Point labeling data based on photos:
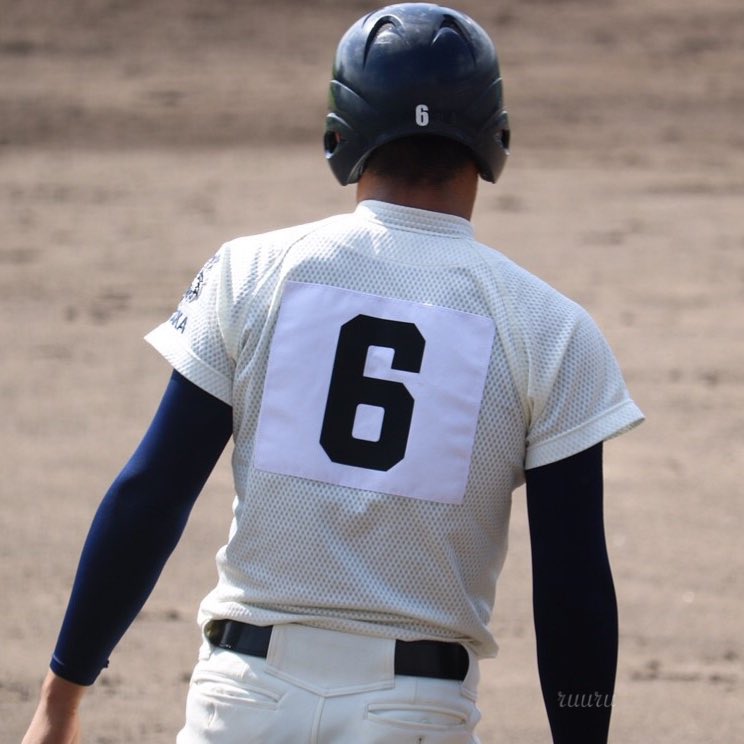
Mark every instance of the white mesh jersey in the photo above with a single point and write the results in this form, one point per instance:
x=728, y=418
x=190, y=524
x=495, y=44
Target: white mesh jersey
x=391, y=379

Problem description:
Please repeat the lines above word for word, leaving out the pictures.

Answer:
Mark every instance of the white mesh jersey in the photo above with a single point and write the results in this form, one point per instance:
x=728, y=418
x=190, y=524
x=495, y=44
Target: white mesh jersey
x=391, y=379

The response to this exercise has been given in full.